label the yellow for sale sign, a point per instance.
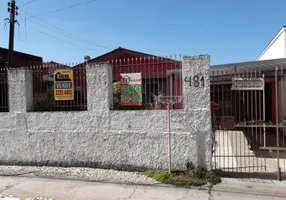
(63, 85)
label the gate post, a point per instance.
(196, 97)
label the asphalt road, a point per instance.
(28, 187)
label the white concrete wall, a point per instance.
(100, 137)
(276, 49)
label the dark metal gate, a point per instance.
(246, 139)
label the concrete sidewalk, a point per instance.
(28, 187)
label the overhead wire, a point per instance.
(64, 32)
(52, 36)
(27, 3)
(61, 9)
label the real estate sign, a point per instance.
(130, 89)
(63, 85)
(247, 84)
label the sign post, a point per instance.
(130, 89)
(63, 85)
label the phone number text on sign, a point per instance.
(63, 85)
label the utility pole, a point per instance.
(12, 10)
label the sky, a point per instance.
(228, 30)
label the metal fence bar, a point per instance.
(159, 77)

# # # # # # #

- [SHORT PROBLEM]:
Take the listing and print it again exactly, but without any pictures.

- [THE OUTPUT]:
label the yellow for sale sign, a point per instance.
(63, 85)
label the gate post, a point per instance.
(196, 97)
label the asphalt road, a point per instance.
(28, 187)
label the white concrete wall, a point per instance.
(100, 137)
(276, 49)
label the dark metal gate, a point per instance.
(246, 139)
label the concrete sidewalk, a point per instance.
(28, 187)
label the overhead wire, a point per instance.
(64, 32)
(52, 36)
(27, 3)
(61, 9)
label the real estate sign, a point per instance.
(130, 89)
(63, 85)
(247, 84)
label the sign post, a point per instance.
(130, 89)
(63, 85)
label the phone number text on sign, a point per instance.
(63, 85)
label the utility pole, a point per instance.
(12, 10)
label the sky, a point per instance.
(228, 30)
label the metal fence bar, a point per instance.
(159, 77)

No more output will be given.